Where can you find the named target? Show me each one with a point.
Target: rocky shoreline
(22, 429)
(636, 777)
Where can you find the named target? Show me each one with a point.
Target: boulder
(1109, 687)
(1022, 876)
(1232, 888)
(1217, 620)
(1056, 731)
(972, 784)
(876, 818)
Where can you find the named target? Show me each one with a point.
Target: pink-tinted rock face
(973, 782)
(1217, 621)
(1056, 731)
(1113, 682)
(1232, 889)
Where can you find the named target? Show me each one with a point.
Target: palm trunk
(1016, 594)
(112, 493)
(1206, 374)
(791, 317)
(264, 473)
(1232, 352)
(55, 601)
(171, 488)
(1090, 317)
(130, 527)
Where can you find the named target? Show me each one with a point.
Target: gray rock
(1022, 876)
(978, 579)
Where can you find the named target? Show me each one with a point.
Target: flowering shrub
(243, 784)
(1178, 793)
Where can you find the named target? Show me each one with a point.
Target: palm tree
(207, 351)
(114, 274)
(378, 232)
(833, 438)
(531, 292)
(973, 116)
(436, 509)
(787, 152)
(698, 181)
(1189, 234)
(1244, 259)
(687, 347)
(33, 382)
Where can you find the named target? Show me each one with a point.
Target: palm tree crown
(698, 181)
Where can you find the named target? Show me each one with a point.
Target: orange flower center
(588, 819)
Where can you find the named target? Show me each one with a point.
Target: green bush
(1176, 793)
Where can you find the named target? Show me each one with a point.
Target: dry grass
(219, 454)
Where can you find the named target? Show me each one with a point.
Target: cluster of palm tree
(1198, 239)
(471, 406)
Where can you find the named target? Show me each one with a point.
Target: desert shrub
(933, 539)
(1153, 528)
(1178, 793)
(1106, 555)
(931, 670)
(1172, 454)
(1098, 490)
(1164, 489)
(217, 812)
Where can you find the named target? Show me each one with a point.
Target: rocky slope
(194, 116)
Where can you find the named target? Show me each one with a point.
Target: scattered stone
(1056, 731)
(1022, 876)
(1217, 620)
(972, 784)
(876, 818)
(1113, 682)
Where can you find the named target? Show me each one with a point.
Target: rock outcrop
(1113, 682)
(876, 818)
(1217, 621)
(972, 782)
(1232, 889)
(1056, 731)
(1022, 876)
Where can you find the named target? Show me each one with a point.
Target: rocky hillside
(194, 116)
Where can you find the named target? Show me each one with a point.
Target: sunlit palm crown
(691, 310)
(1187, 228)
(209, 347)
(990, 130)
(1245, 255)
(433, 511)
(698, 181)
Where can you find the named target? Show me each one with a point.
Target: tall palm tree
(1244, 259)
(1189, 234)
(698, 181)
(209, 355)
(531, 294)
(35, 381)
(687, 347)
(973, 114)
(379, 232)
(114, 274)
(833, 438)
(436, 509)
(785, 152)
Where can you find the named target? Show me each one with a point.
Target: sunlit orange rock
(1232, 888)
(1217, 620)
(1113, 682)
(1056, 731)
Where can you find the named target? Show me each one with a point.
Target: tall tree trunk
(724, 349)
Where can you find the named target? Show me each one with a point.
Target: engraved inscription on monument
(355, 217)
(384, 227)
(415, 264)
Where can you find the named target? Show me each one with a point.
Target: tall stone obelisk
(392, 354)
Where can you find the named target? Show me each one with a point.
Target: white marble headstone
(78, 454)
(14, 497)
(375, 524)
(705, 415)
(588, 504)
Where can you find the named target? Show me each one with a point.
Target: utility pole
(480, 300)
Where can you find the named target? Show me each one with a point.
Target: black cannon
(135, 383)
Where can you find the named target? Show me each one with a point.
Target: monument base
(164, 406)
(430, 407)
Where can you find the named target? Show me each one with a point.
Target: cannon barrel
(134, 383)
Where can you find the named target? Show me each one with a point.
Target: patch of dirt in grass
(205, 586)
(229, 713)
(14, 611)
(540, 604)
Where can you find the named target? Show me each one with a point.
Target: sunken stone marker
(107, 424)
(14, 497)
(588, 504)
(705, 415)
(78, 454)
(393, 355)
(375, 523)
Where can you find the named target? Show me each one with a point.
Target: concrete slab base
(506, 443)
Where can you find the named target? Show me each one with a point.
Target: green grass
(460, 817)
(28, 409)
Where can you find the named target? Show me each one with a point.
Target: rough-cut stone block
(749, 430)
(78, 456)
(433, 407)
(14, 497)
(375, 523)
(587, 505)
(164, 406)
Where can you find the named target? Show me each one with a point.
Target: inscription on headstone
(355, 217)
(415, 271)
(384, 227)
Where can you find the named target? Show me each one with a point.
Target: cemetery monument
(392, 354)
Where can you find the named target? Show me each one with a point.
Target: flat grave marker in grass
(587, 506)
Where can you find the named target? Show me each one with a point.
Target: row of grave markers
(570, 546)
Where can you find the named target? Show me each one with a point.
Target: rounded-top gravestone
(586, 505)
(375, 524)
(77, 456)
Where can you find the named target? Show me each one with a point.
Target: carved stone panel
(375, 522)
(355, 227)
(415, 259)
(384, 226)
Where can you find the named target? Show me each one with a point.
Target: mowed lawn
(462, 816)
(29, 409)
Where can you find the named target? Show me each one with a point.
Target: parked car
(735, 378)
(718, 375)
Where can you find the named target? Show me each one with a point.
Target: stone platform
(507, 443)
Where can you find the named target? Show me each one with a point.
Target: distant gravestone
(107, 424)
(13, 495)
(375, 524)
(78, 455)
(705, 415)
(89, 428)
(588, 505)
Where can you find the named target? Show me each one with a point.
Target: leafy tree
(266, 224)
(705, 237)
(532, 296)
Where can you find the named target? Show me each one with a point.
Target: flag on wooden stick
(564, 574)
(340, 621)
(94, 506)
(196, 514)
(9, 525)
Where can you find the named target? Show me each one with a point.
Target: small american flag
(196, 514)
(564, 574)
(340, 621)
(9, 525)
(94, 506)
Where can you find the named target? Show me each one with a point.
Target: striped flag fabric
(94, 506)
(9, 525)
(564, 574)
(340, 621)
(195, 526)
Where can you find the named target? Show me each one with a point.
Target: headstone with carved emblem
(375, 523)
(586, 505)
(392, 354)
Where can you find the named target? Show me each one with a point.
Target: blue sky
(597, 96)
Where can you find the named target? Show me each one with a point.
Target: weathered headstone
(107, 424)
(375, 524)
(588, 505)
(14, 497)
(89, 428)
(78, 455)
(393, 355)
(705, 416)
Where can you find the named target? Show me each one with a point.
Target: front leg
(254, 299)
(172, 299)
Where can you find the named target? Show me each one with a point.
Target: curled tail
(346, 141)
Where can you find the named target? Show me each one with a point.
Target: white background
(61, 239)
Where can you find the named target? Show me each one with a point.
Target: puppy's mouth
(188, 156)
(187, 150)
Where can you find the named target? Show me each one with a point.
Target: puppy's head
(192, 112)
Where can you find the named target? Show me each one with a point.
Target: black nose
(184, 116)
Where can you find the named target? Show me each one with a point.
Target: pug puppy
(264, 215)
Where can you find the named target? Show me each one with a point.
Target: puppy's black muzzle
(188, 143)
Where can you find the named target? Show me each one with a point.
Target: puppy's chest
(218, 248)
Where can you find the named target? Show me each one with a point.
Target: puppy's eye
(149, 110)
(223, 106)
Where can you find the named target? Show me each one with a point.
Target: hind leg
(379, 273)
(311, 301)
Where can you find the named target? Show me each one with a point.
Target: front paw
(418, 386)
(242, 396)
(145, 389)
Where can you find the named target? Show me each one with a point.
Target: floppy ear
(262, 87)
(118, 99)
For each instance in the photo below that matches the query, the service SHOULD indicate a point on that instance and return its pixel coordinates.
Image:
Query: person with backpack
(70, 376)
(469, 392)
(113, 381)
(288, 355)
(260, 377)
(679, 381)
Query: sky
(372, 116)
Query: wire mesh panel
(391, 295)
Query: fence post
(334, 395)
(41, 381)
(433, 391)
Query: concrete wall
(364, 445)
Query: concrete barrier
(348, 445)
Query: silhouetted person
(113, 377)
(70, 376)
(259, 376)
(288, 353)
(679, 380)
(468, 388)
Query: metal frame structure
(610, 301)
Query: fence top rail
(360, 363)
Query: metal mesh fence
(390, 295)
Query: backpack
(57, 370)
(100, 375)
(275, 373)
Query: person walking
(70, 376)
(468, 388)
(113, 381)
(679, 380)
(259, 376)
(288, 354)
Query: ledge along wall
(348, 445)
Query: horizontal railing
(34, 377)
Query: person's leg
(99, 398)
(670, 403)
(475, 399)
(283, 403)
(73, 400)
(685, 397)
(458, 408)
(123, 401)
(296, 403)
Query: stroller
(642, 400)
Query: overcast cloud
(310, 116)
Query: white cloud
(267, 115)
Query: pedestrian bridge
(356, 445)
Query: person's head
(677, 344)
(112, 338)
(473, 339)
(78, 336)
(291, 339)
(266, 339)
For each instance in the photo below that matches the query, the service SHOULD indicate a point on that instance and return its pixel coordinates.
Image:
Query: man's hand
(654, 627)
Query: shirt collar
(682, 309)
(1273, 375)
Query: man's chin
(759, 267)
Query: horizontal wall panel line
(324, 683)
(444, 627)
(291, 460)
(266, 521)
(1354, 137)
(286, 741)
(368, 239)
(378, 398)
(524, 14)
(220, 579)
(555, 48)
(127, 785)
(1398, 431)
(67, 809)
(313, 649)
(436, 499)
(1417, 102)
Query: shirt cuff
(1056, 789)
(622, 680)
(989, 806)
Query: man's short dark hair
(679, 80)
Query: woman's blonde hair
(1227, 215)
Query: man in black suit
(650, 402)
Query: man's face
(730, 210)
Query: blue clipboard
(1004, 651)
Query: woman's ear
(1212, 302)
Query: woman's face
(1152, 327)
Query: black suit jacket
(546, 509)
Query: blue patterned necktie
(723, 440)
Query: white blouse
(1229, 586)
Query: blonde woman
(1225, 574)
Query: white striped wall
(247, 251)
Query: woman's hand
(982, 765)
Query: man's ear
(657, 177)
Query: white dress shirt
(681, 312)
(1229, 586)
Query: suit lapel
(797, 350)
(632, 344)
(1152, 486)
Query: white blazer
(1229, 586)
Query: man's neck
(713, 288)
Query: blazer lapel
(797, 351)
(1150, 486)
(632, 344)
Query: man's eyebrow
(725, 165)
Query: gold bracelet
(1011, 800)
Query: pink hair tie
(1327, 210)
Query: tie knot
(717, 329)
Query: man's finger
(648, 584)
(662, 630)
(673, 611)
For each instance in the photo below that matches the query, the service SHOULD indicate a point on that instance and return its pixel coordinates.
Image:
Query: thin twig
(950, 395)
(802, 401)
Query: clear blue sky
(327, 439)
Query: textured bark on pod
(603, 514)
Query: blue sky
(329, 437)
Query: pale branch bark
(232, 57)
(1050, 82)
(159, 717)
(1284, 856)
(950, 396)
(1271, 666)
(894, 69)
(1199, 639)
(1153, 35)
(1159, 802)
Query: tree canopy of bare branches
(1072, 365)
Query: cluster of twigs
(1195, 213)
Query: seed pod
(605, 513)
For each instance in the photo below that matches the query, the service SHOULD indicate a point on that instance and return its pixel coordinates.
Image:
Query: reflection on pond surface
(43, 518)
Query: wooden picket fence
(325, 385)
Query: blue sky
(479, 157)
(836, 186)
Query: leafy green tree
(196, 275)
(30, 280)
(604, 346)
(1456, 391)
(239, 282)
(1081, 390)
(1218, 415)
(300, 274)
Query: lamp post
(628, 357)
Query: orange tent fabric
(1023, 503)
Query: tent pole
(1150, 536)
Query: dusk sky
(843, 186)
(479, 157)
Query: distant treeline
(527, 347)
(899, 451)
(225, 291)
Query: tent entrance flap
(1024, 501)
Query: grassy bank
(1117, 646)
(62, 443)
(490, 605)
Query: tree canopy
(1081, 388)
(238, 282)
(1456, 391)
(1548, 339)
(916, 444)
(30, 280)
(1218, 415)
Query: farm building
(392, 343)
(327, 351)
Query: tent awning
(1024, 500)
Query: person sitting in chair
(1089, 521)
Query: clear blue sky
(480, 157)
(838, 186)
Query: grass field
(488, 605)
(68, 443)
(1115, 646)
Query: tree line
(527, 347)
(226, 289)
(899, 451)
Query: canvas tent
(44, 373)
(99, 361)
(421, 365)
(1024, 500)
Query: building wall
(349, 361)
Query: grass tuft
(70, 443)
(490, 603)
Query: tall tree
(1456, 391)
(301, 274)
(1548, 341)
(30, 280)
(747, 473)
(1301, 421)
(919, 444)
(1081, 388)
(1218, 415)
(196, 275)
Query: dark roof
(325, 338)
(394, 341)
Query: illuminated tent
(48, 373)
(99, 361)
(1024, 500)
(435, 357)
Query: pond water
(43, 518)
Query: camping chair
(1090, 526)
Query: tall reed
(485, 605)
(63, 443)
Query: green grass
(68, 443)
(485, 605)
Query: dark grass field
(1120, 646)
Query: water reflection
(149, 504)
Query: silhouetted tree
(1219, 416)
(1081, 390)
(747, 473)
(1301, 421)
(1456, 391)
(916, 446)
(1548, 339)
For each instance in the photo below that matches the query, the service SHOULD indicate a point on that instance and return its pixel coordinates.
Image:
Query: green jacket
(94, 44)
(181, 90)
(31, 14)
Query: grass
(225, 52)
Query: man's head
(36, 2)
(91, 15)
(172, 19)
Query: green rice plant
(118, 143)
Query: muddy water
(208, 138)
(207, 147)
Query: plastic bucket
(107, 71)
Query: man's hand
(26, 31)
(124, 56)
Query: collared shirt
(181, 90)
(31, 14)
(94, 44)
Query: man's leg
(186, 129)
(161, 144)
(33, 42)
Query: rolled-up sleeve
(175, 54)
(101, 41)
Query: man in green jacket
* * *
REQUIRED WORK » Extract every line from the one with "Query: man's head" down to the final line above, both included, exactly as written.

WORKED SOLUTION »
Query: man's head
(36, 2)
(91, 15)
(172, 19)
Query: green rice plant
(118, 143)
Query: muddy water
(208, 138)
(207, 147)
Query: plastic bucket
(107, 71)
Query: man's hand
(26, 31)
(124, 56)
Query: collared shirt
(181, 90)
(31, 14)
(94, 44)
Query: man's leg
(186, 129)
(161, 144)
(33, 42)
Query: rolled-up sleeve
(175, 54)
(101, 41)
Query: man in green jacket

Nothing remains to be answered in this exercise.